--- begin Excerpted text ---
In terms of a market perspective, Data Governance has increased in visibility partly because of the increase in security breaches, data security issues, and compliance requirements for various industry regulations. To secure and manage data properly, it helps to manage it at a higher level and know which of your data is sensitive in the first place. Having the foundation of a solid Data Architecture is fundamental, because without it, Data Governance and compliance are impossible. Executives will often start without knowing what processes are at work managing their data, and then realize as they start digging into it, that they’ve taken a backward approach.
“You’re not going to find the silver bullet. You’ve got to roll up your sleeves and do the work,” said Ron Huizenga, Senior Product Manager for IDERA’s ER/Studio suite. Huizenga and his colleague Joy Ruff, Product Marketing Manager for ER/Studio, recently spoke with DATAVERSITY® about current challenges in Data Governance and Data Architecture. Huizenga said, “You have to get back to basics. You’re not going to be able to just buy an off-the-shelf solution and your governance problem is solved.” Both Ruff and Huizenga believe that the key to success lies in understanding your data and how it’s used in your organization.
To govern data well, said Ruff, start down at the database level, “so that you know what your data is, how it’s related to other data, and how it’s flowing through your business.” Because “if you don’t know how your data is moving through your business, how are you going to govern it?”
For example, because compliance requires knowing who is accessing sensitive data, without identification of which data is sensitive, it’s impossible to know if it’s been accessed inappropriately. If you know the relationships between data and how it flows through the system, as well as what the lineage is from the data source to the application, “then you can know where it’s being touched all along the way,” she said.
Constraints Drive Change
General Data Protection Regulation (GDPR) and California’s Consumer Privacy Act (CCPA) are the beginning of a growing number of regulations that will increase the importance of data lineage, Ruff commented. “When a customer asks to be removed from your system, you need to figure out how to do that,” down to the database level, and possibly even in data backups.
--- end Excerpted text ---
• Exercise description:
Please copy the Data Governance article starting at the words "For example, because" and stopping after "in data backups.", changing "lineage" to "provenance" each time it appears. The rows that follow come from a separate source.
--- begin Provided records ---
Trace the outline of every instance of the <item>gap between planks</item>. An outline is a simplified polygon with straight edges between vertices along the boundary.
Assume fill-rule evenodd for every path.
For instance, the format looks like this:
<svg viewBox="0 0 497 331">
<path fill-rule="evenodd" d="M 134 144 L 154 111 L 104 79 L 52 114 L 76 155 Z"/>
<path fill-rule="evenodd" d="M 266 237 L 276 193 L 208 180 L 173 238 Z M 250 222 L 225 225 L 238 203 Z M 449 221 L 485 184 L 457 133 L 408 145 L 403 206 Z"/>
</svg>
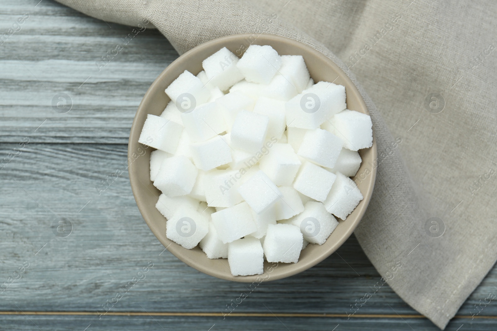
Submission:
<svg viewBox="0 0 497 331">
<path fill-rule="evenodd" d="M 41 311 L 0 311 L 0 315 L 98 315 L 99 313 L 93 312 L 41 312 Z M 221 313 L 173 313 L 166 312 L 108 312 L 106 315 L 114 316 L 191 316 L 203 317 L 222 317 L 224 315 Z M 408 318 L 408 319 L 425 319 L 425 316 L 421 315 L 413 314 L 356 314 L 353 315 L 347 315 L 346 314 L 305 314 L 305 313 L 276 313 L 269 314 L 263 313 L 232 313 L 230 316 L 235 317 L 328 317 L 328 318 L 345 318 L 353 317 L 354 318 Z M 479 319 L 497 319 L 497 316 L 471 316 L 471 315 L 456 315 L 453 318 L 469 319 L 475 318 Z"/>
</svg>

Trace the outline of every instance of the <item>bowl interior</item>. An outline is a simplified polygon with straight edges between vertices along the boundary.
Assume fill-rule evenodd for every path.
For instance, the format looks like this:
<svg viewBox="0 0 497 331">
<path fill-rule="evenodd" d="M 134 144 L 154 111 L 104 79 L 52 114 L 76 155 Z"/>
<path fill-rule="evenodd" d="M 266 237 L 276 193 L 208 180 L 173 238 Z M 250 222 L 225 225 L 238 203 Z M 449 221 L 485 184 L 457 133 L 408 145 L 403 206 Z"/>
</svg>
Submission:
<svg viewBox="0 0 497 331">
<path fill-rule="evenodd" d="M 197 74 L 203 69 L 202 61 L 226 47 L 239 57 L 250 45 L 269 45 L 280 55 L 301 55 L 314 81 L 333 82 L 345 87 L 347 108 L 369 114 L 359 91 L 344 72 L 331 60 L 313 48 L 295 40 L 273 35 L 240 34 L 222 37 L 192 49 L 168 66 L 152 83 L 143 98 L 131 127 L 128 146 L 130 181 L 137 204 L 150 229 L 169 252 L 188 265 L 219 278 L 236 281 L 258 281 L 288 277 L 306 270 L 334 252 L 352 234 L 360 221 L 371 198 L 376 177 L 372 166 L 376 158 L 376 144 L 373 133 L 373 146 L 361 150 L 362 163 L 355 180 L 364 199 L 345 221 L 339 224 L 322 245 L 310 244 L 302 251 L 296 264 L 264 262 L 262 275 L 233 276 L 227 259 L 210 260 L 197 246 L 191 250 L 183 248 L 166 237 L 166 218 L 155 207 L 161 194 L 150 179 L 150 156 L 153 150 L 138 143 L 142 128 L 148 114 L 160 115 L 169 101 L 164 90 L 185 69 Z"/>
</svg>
--- end Provided records ---
--- begin Provided records ---
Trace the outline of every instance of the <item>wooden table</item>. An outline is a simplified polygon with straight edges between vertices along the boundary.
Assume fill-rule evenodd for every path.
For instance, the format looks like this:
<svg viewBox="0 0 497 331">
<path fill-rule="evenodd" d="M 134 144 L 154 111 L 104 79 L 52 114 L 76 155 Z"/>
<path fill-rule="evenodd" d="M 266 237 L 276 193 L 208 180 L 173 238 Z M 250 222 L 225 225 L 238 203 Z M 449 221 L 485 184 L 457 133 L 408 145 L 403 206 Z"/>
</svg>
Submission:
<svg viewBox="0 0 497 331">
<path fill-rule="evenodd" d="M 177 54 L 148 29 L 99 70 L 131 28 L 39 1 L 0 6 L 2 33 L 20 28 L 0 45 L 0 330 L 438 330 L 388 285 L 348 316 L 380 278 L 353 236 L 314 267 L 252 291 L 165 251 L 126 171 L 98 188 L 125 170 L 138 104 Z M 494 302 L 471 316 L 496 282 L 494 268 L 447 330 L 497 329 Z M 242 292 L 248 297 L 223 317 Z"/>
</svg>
--- end Provided records ---
--- begin Provided records ---
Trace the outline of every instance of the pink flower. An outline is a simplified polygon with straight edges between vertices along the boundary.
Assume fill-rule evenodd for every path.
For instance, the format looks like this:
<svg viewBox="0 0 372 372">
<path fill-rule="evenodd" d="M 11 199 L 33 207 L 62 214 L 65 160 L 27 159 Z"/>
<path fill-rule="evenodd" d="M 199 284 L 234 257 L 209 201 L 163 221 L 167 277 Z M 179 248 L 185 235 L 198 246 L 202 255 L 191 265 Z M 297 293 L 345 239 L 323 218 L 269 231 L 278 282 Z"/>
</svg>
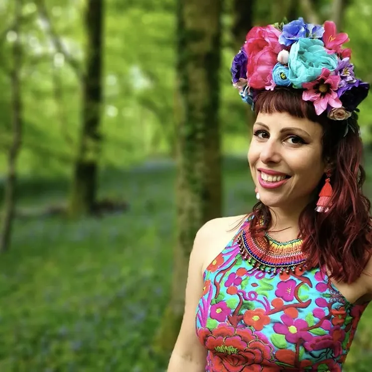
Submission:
--- end Provided records ---
• Response to this task:
For example, because compliance requires knowing who is accessing sensitive data, without identification of which data is sensitive, it’s impossible to know if it’s been accessed inappropriately. If you know the relationships between data and how it flows through the system, as well as what the provenance is from the data source to the application, “then you can know where it’s being touched all along the way,” she said.
Constraints Drive Change
General Data Protection Regulation (GDPR) and California’s Consumer Privacy Act (CCPA) are the beginning of a growing number of regulations that will increase the importance of data provenance, Ruff commented. “When a customer asks to be removed from your system, you need to figure out how to do that,” down to the database level, and possibly even in data backups.